# Task 1:
In the project scoping page below, why does the plan call for managed cloud ML endpoints, and what tradeoff does it accept in doing so?
☆ ☆ ☆ ☆
Project Scoping & Phased Development
MVP Strategy & Philosophy
MVP Approach: Problem-solving MVP - deliver a single, reliable photo→suggestions→start workflow that eliminates decision fatigue for the working-parent happy path. Prioritize accuracy-first (match-rate ≥ 70%) even if time-to-action is higher initially.
Resource Requirements: Solo iOS developer (full-stack on client and simple orchestration) + lightweight cloud inference (managed ML endpoints). Early manual ops for labeling and triage (single operator/contractor or the developer for initial weeks). Minimal analytics and logging instrumented by the developer; no dedicated backend team required at launch.
MVP Feature Set (Phase 1)
Core User Journeys Supported:
- Working parent primary happy path: Camera → Suggestions → Start Cooking
- Low-friction recovery for low-confidence matches via a compact Ingredient Confirmation modal
- Simple feedback loop: usable / not usable tied to the original photo
Must-Have Capabilities:
- Camera-first single-photo capture flow with explicit privacy notice and lightweight client-side resizing/compression
- Cloud inference endpoint that returns detected ingredients with per-item confidence
- Recipe matching constrained to ingredients visible in the photo (strict-visibility rule)
- Ranking by time-to-table and family-fit to surface practical recipes
- Compact Ingredient Confirmation modal (Confirm / Suggest Substitutes / Manual Edit) for low-confidence detections
- Clear Start Cooking CTA and compact cook mode for the selected recipe
- Usable/not-usable feedback capture associated with the session and image
- Minimal analytics to compute match-rate, time-to-action, and basic WAU/retention hooks
- Manual ops workflow for sampling images, labeling errors, and feeding initial training data
Post-MVP Features
Phase 2 (Post-MVP):
- Time-to-action optimizations (UI flow improvements and lighter latency targets)
- Personalization and saved preferences (taste/family settings) and portion scaling and dietary filters
- Pantry history / optional inferred ingredients (user-confirmed) to boost match coverage
- Basic admin dashboard for sampling and triaging low-confidence incidents (semi-automated)
- A/B experiments for ranking heuristics and confidence thresholds
- Analytics instrumentation refinement (cohort retention, funnels)
Phase 3 (Expansion):
- Android native port and cross-device persistence
- On-device inference options for privacy/latency where feasible
- Grocery ordering integration and multi-meal planning workflows
- API/partner integrations and developer portal
- Community features, sharing, and richer personalization engines
- Automated ops: continuous labeling pipelines, model retraining orchestration, and production monitoring
Risk Mitigation Strategy
Technical Risks:
- Vision accuracy in messy, real-world photos is the riskiest technical assumption.
- Mitigation: conservative detection taxonomy (broader classes), strict visible-only matching for MVP, build a representative test set and run offline benchmarks before broad release, and tune confidence thresholds to gate direct recipe presentation.
- Latency and model iteration speed (cloud inference tradeoffs).
- Mitigation: use managed cloud ML endpoints for fast iteration; accept initial higher time-to-action while improving model and client-side UX.
- Dataset scarcity and labeling overhead.
- Mitigation: start with manual ops labeling, lightweight consented image sampling, and iterative active-learning cycles focused on high-impact failure modes.
☆ ☆ ☆ ☆
# Task 2:
Show every line of the records below that contains the string "surface".

# Data supplied:
☆ ☆ ☆ ☆
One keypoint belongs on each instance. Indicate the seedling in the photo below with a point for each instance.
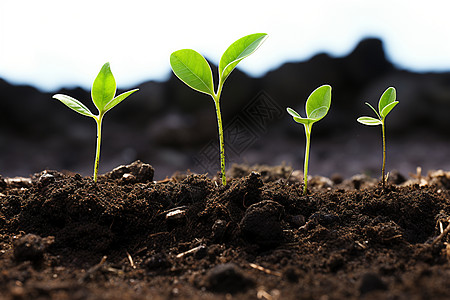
(385, 105)
(102, 93)
(193, 69)
(317, 107)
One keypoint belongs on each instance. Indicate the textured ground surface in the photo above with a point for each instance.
(128, 237)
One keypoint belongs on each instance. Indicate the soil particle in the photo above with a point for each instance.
(133, 173)
(227, 278)
(257, 237)
(371, 282)
(261, 223)
(31, 247)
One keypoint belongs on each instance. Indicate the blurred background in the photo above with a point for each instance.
(358, 47)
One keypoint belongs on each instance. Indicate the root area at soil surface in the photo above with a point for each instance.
(63, 236)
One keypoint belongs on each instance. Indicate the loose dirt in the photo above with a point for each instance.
(188, 237)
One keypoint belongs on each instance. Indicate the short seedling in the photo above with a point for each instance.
(193, 69)
(317, 107)
(385, 105)
(102, 93)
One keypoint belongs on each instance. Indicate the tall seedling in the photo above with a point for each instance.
(193, 69)
(103, 95)
(317, 107)
(385, 105)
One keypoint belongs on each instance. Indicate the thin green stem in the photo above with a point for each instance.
(98, 120)
(305, 167)
(221, 142)
(383, 168)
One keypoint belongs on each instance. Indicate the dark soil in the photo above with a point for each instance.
(127, 237)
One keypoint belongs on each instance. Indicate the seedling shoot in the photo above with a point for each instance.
(193, 69)
(317, 107)
(385, 105)
(103, 95)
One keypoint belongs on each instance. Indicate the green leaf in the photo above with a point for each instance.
(193, 69)
(293, 113)
(74, 104)
(387, 109)
(369, 121)
(103, 88)
(319, 102)
(237, 51)
(378, 115)
(118, 99)
(387, 98)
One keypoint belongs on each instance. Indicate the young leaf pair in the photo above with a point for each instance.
(103, 95)
(193, 69)
(317, 106)
(385, 105)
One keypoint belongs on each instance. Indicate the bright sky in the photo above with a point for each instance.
(55, 43)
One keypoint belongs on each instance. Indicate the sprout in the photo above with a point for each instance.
(317, 107)
(102, 93)
(193, 69)
(385, 105)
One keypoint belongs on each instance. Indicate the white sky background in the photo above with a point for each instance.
(56, 43)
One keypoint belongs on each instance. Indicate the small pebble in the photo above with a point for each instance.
(227, 278)
(371, 282)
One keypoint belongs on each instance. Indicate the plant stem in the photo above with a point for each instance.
(383, 168)
(98, 120)
(305, 167)
(221, 142)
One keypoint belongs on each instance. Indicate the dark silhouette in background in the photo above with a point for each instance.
(171, 127)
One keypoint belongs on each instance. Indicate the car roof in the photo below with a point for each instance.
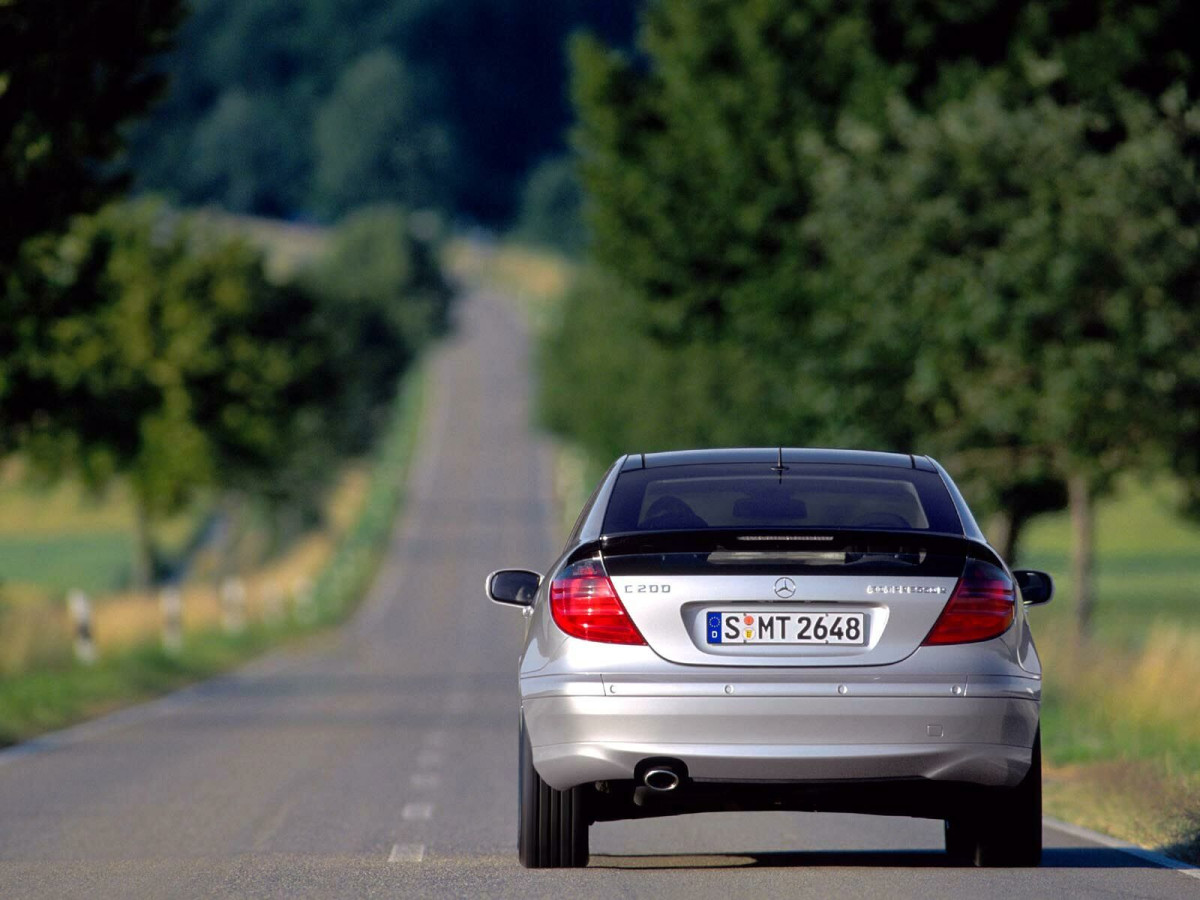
(790, 455)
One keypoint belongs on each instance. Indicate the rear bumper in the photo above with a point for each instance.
(981, 741)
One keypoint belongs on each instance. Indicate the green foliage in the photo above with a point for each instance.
(376, 137)
(328, 105)
(551, 213)
(383, 299)
(49, 699)
(960, 229)
(69, 82)
(157, 348)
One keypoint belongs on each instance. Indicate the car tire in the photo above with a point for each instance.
(552, 828)
(1006, 829)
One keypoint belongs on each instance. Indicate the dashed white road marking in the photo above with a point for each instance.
(429, 759)
(407, 853)
(1125, 846)
(415, 811)
(427, 780)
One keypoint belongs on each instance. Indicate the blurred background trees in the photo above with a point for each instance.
(960, 229)
(304, 108)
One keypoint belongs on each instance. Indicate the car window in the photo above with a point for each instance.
(753, 497)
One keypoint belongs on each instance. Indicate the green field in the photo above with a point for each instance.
(1147, 564)
(65, 537)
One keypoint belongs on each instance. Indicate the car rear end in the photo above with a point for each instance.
(833, 624)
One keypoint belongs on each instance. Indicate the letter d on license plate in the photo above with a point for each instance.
(785, 625)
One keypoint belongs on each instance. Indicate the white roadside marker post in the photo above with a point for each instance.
(273, 605)
(171, 603)
(81, 627)
(233, 605)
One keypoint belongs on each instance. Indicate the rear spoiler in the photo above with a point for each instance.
(707, 540)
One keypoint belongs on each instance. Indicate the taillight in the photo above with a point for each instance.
(585, 604)
(982, 606)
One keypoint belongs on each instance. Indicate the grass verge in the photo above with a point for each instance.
(41, 701)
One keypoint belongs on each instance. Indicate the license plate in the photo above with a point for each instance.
(793, 627)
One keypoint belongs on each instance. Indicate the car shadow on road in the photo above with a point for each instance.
(1053, 858)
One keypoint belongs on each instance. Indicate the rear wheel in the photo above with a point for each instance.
(1007, 828)
(552, 827)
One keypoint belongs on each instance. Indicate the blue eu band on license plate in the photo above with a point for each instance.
(786, 625)
(714, 628)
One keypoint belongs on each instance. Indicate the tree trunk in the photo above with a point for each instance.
(1080, 501)
(143, 547)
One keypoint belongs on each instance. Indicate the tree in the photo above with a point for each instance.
(70, 82)
(551, 213)
(377, 138)
(978, 268)
(486, 77)
(383, 299)
(72, 75)
(1031, 294)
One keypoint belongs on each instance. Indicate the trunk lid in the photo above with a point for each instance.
(853, 598)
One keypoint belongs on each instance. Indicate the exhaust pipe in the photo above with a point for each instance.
(661, 779)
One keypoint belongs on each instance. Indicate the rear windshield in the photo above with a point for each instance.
(733, 496)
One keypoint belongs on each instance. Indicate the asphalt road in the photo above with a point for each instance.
(381, 760)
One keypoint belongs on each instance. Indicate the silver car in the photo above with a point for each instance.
(777, 629)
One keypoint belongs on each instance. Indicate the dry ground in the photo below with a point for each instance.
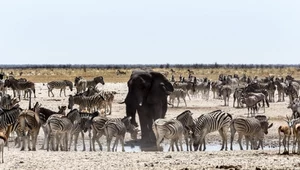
(133, 158)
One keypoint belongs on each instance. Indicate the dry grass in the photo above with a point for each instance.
(46, 75)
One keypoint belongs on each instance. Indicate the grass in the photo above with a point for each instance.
(43, 75)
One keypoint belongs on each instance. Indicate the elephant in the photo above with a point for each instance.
(147, 95)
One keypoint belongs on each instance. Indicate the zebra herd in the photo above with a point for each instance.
(62, 128)
(247, 92)
(194, 131)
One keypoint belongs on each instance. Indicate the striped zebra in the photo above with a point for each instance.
(87, 102)
(177, 93)
(225, 91)
(117, 128)
(59, 85)
(210, 122)
(107, 95)
(60, 127)
(108, 99)
(79, 128)
(29, 121)
(188, 123)
(95, 81)
(119, 72)
(292, 91)
(280, 89)
(44, 114)
(80, 83)
(252, 128)
(7, 102)
(17, 85)
(97, 125)
(9, 117)
(168, 129)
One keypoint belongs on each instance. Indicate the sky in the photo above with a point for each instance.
(149, 32)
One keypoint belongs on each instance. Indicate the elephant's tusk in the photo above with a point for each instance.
(122, 102)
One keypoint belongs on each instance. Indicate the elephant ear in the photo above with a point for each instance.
(160, 88)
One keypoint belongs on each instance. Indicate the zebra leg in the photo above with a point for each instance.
(114, 148)
(98, 141)
(284, 144)
(240, 136)
(108, 141)
(52, 93)
(279, 143)
(288, 144)
(83, 143)
(122, 143)
(184, 102)
(232, 132)
(224, 138)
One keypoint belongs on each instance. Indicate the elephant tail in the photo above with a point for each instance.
(122, 102)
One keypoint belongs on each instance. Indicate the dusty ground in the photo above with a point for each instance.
(134, 158)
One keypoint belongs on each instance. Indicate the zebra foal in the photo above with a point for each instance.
(251, 128)
(177, 93)
(210, 122)
(60, 127)
(29, 120)
(59, 85)
(168, 129)
(117, 128)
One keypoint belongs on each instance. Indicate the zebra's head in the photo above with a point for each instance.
(69, 84)
(71, 102)
(99, 79)
(265, 126)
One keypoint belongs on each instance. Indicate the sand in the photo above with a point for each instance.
(134, 158)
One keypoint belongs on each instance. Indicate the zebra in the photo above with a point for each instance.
(177, 93)
(210, 122)
(117, 128)
(186, 86)
(237, 96)
(9, 117)
(17, 85)
(168, 129)
(108, 99)
(60, 127)
(79, 128)
(59, 85)
(7, 102)
(3, 140)
(119, 72)
(188, 123)
(44, 114)
(95, 81)
(97, 125)
(29, 121)
(280, 89)
(80, 84)
(252, 128)
(86, 102)
(292, 91)
(225, 91)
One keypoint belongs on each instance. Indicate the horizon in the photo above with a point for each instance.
(137, 32)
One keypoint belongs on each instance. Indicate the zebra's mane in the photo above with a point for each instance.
(69, 83)
(183, 114)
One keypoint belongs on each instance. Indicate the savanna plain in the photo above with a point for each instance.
(137, 158)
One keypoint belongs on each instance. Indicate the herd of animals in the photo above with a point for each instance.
(149, 94)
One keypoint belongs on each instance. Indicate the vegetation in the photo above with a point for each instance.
(46, 73)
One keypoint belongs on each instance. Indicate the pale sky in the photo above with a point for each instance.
(149, 32)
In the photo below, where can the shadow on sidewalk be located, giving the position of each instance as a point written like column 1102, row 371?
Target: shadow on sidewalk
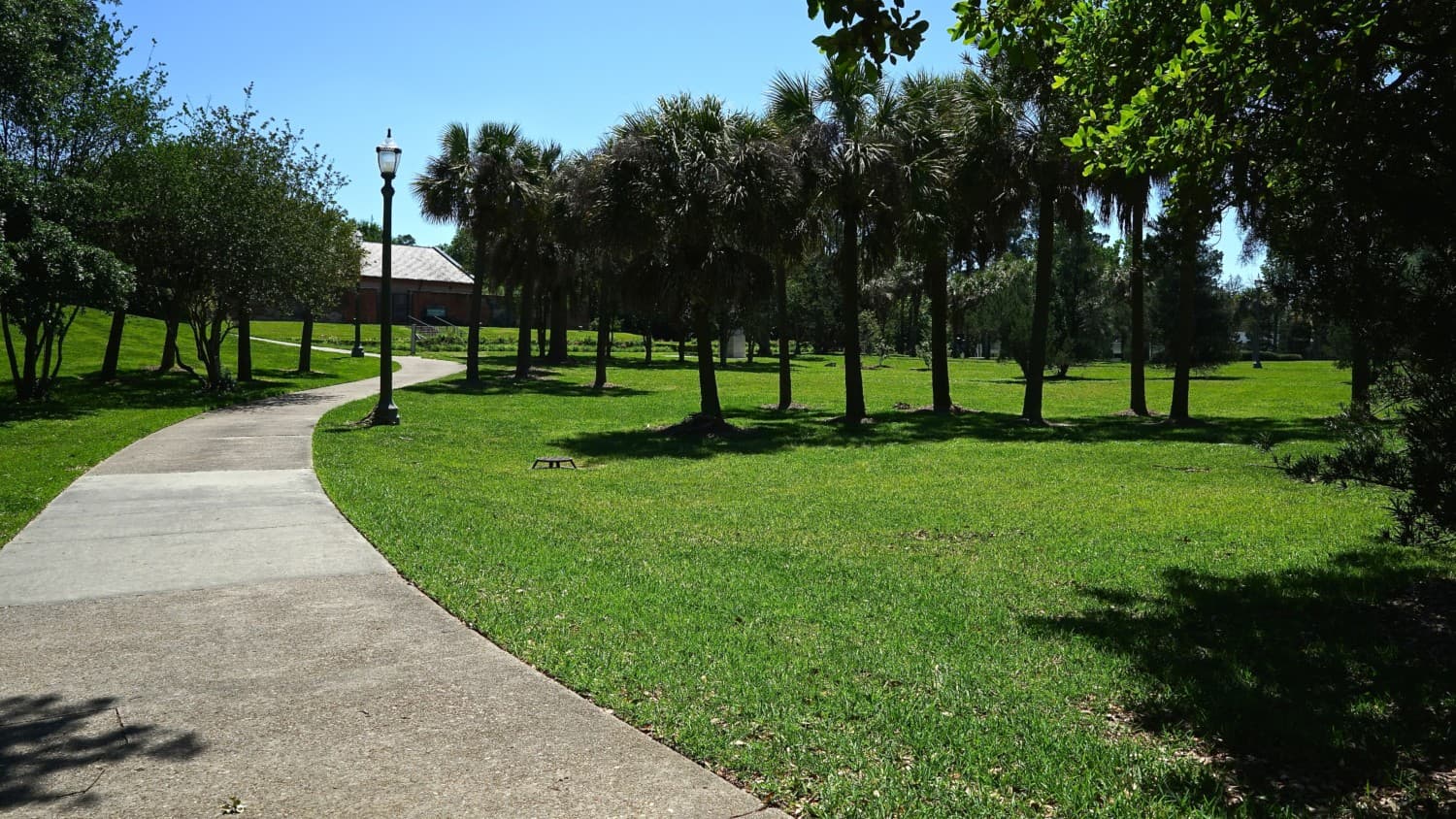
☆ ☆ ☆ ☆
# Expected answer 1:
The plan uses managed cloud ML endpoints for fast iteration on the model. In return, it accepts a higher time-to-action at first while the model and client-side UX are improved.

# Expected answer 2:
One keypoint belongs on each instance. Indicate the textured ground surface in the photo above with a point for each instance.
One keypoint belongs on each instance. Indicate the root area at soil surface in the photo above with a point for each instance.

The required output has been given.